- **Task list**:
a: From the passage on Hillary's trek to the South Pole, write out word for word the part that opens with the words containing "It was not originally" and closes with "reached the Pole.".
b: Continue the account of the Antarctic crossing by Hillary and Fuchs, picking up after its final sentence.

### Quoted passage ###

It was not originally intended that Hillary would travel as far as the South Pole, but when he had completed laying supply depots he saw the opportunity to beat the British and continued south, reaching the Pole—where the U.S. Amundsen–Scott South Pole Station had recently been established by air—on 3 January 1958. Hillary's party was just the third—preceded by Roald Amundsen in 1911 and Robert Falcon Scott in 1912—to reach the Pole overland. Hillary's arrival also marked the first time that land vehicles had ever reached the Pole.

Fuchs' team reached the Pole from the opposite direction on 19 January 1958, where they met up with Hillary. Fuchs then continued overland, following the route that Hillary had laid, while Hillary flew back to Scott Base in a U.S. plane. He would later rejoin Fuchs by plane for part of the remaining overland journey. The overland party finally arrived at Scott Base on 2 March 1958, having completed the historic crossing of 3473 km of previously unexplored snow and ice in 99 days. A few days later the expedition members left Antarctica for New Zealand on the New Zealand naval ship . The ship was captained by Captain Harry Kirkwood.

### Dataset excerpts ###

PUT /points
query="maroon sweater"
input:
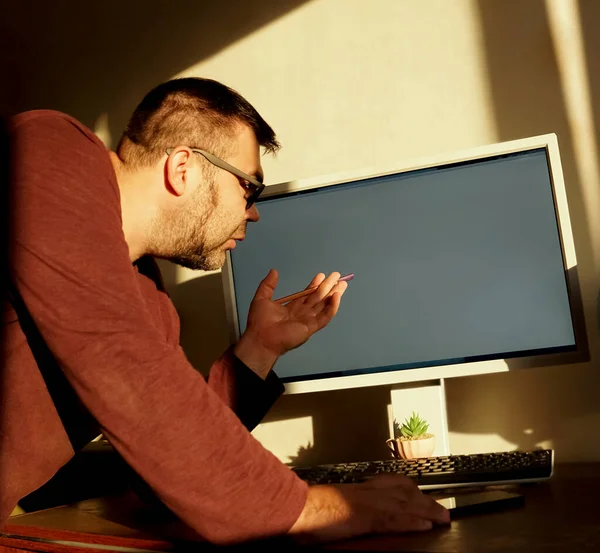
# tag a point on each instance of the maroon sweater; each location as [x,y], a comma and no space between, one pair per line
[115,334]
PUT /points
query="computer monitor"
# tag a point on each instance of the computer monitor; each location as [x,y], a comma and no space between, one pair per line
[464,264]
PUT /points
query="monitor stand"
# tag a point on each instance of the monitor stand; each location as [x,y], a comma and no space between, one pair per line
[428,400]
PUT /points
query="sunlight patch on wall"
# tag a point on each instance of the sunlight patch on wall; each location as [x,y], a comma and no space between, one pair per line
[289,440]
[565,29]
[349,84]
[467,442]
[102,130]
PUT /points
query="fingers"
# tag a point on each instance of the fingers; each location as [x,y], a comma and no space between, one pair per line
[406,492]
[315,282]
[323,289]
[266,288]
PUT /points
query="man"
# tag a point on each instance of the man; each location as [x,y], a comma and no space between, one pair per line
[87,223]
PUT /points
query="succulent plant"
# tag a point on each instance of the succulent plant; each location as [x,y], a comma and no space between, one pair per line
[413,427]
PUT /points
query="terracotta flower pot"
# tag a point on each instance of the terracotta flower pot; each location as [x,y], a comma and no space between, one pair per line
[403,448]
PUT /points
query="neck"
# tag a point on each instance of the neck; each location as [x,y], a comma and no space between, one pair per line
[136,207]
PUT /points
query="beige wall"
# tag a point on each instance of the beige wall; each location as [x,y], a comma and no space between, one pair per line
[348,84]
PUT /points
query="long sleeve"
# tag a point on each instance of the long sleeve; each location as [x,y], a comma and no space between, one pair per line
[244,391]
[71,265]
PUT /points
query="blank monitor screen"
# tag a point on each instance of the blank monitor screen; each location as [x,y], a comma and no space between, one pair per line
[452,264]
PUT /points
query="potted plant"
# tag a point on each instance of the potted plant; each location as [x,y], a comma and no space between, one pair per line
[411,439]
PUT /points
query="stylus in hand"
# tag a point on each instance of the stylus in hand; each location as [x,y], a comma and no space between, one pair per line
[308,291]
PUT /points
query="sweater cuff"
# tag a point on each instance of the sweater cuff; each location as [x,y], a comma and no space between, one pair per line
[253,395]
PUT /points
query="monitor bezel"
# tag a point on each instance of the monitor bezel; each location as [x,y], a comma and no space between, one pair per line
[549,142]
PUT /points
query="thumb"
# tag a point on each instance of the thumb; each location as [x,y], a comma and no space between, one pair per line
[267,287]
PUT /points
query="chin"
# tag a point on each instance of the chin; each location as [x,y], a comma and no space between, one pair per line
[212,262]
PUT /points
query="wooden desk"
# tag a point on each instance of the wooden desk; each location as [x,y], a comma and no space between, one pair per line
[559,515]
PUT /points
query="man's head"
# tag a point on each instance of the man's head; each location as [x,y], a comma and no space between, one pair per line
[200,206]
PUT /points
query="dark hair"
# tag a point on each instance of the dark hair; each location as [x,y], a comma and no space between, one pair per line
[191,111]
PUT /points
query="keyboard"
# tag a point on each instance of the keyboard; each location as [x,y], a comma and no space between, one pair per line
[453,471]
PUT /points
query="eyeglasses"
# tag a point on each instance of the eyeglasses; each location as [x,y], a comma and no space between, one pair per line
[252,186]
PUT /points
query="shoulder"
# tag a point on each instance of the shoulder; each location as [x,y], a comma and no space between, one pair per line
[54,127]
[54,154]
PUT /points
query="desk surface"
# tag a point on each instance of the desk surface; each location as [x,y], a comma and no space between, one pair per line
[559,515]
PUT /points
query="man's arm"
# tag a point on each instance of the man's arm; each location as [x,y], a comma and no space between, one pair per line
[71,265]
[247,394]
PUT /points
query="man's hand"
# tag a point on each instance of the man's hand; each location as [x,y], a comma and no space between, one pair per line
[274,329]
[386,504]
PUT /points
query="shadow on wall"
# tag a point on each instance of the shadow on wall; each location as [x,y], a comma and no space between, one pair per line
[201,307]
[557,404]
[88,59]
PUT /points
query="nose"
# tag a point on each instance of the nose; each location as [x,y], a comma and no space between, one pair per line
[252,214]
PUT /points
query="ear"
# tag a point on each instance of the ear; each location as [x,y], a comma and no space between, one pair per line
[178,171]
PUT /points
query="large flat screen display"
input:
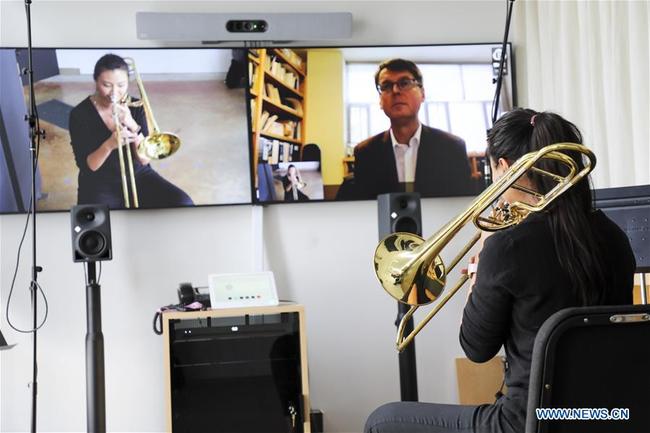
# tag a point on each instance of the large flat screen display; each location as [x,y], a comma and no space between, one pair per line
[196,94]
[323,127]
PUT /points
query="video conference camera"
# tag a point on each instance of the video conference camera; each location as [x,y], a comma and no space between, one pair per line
[228,27]
[246,26]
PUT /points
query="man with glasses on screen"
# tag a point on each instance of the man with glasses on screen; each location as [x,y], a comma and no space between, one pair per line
[409,156]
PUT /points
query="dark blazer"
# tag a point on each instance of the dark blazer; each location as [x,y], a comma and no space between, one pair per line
[442,167]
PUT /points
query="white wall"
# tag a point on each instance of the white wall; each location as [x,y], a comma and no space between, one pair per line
[320,252]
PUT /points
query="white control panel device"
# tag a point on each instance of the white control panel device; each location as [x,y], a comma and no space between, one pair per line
[242,290]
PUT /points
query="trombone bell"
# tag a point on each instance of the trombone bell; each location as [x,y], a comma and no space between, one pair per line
[159,145]
[419,284]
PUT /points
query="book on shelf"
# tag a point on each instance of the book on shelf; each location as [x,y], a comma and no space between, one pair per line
[253,117]
[295,103]
[263,118]
[270,121]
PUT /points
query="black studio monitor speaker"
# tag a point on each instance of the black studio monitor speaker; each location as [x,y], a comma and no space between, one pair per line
[399,212]
[91,233]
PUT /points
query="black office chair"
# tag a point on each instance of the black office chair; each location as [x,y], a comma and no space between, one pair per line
[592,357]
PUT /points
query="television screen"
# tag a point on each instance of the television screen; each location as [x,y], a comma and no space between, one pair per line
[183,129]
[323,127]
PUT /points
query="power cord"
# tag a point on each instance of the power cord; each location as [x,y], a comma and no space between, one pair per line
[20,246]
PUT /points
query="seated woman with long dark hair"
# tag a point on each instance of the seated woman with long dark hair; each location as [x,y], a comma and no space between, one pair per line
[566,256]
[94,140]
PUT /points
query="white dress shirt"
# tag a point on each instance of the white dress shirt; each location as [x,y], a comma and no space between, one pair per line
[406,155]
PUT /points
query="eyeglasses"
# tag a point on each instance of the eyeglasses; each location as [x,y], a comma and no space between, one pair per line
[402,84]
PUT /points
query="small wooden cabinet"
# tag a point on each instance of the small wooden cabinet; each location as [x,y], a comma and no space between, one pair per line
[237,370]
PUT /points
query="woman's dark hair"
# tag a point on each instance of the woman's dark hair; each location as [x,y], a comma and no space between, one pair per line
[398,65]
[109,62]
[523,130]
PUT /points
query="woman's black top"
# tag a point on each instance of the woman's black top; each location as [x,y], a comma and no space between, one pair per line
[520,283]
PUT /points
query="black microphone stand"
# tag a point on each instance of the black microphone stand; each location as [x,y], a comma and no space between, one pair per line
[34,135]
[497,93]
[408,377]
[504,50]
[95,382]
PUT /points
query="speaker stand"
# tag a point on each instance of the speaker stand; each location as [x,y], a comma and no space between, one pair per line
[95,386]
[408,378]
[642,286]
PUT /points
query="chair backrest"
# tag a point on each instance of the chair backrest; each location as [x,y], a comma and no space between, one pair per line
[592,357]
[311,152]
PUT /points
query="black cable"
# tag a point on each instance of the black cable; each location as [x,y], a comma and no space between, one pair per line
[13,283]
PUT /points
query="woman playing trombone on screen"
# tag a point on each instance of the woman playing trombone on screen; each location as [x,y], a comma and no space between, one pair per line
[99,126]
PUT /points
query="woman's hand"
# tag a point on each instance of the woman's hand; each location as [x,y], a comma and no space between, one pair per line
[125,117]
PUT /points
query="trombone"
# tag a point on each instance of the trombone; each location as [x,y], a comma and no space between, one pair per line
[156,145]
[411,270]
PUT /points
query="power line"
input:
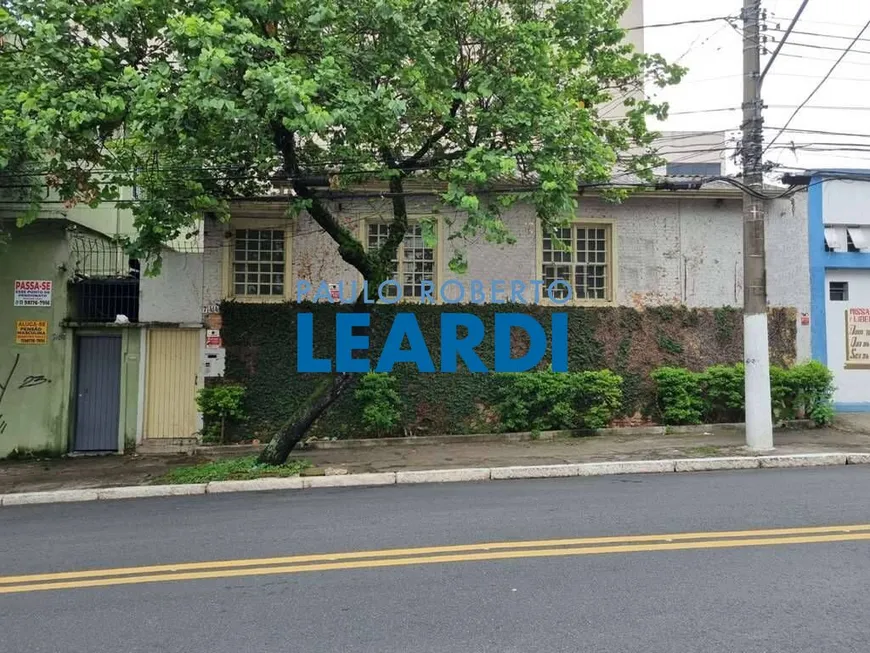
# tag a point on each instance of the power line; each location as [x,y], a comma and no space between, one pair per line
[826,59]
[816,46]
[820,35]
[697,21]
[820,84]
[783,40]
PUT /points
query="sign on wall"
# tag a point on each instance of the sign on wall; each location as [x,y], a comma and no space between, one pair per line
[32,293]
[858,338]
[31,332]
[213,339]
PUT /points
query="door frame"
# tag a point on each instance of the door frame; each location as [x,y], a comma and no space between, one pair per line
[125,334]
[144,362]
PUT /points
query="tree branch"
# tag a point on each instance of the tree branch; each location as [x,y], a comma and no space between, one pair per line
[350,248]
[415,158]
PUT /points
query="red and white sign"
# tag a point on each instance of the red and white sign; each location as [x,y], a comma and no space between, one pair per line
[213,339]
[32,293]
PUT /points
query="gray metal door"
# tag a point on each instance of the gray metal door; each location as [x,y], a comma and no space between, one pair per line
[98,393]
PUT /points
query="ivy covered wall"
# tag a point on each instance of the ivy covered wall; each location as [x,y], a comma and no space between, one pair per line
[261,354]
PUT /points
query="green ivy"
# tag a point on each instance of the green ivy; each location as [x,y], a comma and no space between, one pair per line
[381,403]
[717,395]
[547,401]
[220,404]
[261,355]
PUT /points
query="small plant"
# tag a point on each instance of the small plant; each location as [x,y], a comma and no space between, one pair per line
[548,401]
[220,404]
[722,389]
[381,403]
[801,392]
[679,395]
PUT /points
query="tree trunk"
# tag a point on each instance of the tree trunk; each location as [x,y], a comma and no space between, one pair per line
[294,429]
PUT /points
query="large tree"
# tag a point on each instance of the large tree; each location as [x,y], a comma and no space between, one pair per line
[198,102]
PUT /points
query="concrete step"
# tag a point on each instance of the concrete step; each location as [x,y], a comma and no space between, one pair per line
[158,446]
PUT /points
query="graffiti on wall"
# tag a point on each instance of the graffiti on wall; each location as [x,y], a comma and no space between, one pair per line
[8,379]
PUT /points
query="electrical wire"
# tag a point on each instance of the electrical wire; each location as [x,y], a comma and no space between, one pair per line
[784,39]
[816,89]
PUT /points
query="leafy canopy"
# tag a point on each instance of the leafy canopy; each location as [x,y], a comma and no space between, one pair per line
[197,102]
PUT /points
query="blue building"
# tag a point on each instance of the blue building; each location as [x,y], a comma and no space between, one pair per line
[839,253]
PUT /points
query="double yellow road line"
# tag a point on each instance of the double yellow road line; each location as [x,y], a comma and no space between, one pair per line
[430,555]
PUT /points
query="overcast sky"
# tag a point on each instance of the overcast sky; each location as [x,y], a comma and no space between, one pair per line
[713,53]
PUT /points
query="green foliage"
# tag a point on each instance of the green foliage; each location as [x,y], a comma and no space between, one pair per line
[220,404]
[803,391]
[231,469]
[198,103]
[717,395]
[668,345]
[261,355]
[679,395]
[547,401]
[722,390]
[380,401]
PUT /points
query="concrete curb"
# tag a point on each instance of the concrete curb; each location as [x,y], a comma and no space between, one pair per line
[440,476]
[486,438]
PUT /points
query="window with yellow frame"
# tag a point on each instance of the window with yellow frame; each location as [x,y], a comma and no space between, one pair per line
[580,255]
[415,262]
[259,261]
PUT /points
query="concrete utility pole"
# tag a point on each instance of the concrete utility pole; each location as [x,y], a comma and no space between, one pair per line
[756,350]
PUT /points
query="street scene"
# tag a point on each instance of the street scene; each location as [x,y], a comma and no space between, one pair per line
[429,325]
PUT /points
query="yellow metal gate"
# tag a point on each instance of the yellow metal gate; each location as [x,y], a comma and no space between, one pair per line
[172,377]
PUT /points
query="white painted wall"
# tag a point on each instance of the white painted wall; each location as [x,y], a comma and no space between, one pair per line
[175,295]
[852,385]
[670,250]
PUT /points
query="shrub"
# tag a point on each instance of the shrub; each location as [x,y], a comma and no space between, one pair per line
[722,391]
[219,404]
[718,394]
[381,403]
[546,401]
[803,391]
[678,394]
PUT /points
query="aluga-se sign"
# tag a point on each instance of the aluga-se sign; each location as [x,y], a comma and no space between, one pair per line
[453,347]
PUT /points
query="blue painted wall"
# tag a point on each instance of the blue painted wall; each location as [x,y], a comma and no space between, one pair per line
[820,262]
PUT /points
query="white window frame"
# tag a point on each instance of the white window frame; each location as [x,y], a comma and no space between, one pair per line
[280,224]
[438,270]
[611,262]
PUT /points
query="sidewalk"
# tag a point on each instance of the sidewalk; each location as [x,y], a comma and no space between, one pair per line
[114,471]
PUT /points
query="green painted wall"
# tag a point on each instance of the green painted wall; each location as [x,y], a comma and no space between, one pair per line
[36,412]
[36,378]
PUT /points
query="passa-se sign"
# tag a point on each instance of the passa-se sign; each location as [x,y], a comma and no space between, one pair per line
[453,346]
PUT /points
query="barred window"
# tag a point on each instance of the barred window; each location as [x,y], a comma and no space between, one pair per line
[582,260]
[414,262]
[259,260]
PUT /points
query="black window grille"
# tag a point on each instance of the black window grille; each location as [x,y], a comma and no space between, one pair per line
[103,300]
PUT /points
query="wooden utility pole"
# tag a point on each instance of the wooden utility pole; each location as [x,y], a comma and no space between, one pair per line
[756,350]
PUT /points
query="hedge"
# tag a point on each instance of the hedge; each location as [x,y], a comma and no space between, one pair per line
[260,340]
[717,394]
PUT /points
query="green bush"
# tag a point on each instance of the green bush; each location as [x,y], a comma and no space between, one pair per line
[722,391]
[218,405]
[381,403]
[678,393]
[547,401]
[718,395]
[803,391]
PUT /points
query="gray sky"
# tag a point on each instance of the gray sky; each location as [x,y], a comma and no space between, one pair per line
[713,54]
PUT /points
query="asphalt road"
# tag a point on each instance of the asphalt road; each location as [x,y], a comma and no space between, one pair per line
[787,596]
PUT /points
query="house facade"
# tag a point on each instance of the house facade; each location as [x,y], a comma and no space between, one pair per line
[656,248]
[93,357]
[839,254]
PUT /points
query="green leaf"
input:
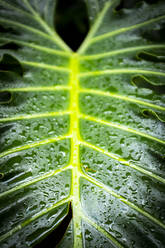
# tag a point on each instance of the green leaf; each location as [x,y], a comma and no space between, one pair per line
[84,128]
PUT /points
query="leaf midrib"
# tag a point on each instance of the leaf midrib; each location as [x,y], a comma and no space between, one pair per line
[74,131]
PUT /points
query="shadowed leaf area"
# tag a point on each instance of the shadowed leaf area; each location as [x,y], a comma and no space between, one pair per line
[82,124]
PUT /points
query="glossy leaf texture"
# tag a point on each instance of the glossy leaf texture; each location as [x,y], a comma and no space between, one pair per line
[84,128]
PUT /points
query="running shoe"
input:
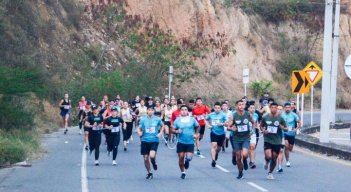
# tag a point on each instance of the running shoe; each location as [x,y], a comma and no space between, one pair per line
[154,165]
[288,163]
[149,176]
[186,164]
[213,164]
[240,175]
[270,176]
[245,164]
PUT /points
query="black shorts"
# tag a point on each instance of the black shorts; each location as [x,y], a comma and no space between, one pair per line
[290,139]
[146,147]
[219,139]
[274,148]
[202,130]
[185,148]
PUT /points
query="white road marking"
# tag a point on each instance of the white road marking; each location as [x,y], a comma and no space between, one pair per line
[83,170]
[257,187]
[222,169]
[322,156]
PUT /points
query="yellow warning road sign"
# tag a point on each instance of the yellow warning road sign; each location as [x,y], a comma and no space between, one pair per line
[300,83]
[314,73]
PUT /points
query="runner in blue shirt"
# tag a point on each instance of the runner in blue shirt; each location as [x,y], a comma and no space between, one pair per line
[150,130]
[216,122]
[292,120]
[188,129]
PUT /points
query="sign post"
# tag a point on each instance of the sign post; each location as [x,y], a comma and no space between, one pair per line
[314,74]
[170,79]
[246,78]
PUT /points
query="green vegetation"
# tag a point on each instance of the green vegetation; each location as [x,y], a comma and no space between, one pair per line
[258,88]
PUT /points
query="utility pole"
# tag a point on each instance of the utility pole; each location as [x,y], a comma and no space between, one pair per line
[326,81]
[335,59]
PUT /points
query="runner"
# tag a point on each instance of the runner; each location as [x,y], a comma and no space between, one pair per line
[81,106]
[188,129]
[114,123]
[229,115]
[241,137]
[272,126]
[150,130]
[65,107]
[126,114]
[291,119]
[216,121]
[95,123]
[253,140]
[86,113]
[199,112]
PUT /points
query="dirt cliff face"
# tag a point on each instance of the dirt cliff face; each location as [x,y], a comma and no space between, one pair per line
[253,43]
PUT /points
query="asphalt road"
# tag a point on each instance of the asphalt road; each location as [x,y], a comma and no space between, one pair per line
[63,169]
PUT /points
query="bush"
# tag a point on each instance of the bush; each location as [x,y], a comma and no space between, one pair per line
[16,146]
[258,88]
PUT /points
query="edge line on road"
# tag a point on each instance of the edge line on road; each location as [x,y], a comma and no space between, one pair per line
[222,168]
[257,187]
[83,170]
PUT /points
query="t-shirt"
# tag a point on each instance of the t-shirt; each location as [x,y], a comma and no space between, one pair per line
[291,120]
[95,119]
[116,123]
[188,126]
[150,128]
[200,112]
[215,119]
[272,124]
[242,124]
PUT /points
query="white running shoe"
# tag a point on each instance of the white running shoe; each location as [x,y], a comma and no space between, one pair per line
[270,176]
[288,164]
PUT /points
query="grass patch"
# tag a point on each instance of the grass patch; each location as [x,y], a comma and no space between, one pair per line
[17,145]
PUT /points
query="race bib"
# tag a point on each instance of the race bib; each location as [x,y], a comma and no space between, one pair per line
[215,122]
[150,130]
[115,129]
[200,117]
[96,128]
[185,119]
[242,128]
[272,129]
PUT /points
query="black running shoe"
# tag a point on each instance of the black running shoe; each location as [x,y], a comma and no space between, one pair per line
[186,165]
[245,164]
[149,176]
[213,164]
[240,175]
[234,160]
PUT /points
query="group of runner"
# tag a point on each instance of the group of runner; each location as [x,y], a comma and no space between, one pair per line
[152,118]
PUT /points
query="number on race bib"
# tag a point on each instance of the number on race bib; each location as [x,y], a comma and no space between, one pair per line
[272,129]
[115,129]
[242,128]
[150,130]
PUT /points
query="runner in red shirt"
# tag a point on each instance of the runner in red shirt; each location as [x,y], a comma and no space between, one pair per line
[199,112]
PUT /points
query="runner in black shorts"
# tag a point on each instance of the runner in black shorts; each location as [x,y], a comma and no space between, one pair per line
[272,126]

###

- **Responses to the exercise**:
a:
It was not originally intended that Hillary would travel as far as the South Pole, but when he had completed laying supply depots he saw the opportunity to beat the British and continued south, reaching the Pole—where the U.S. Amundsen–Scott South Pole Station had recently been established by air—on 3 January 1958. Hillary's party was just the third—preceded by Roald Amundsen in 1911 and Robert Falcon Scott in 1912—to reach the Pole overland. Hillary's arrival also marked the first time that land vehicles had ever reached the Pole.

b:
Although large quantities of supplies were hauled overland, both parties were also equipped with light aircraft and made extensive use of air support for reconnaissance and supplies. Additional logistical help was provided by U.S. personnel who were working in Antarctica at that time. Both parties also took dog teams which were used for fieldwork trips and backup in case of failure of the mechanical transportation, though the dogs were not taken all the way to the Pole. In December 1957 four men from the expedition flew one of the planes—a de Havilland Canada DHC-3 Otter—on an 11-hour, 1430 mi, non-stop trans-polar flight across the Antarctic continent from Shackleton Base via the Pole to Scott Base, following roughly the same route as Fuchs' overland party.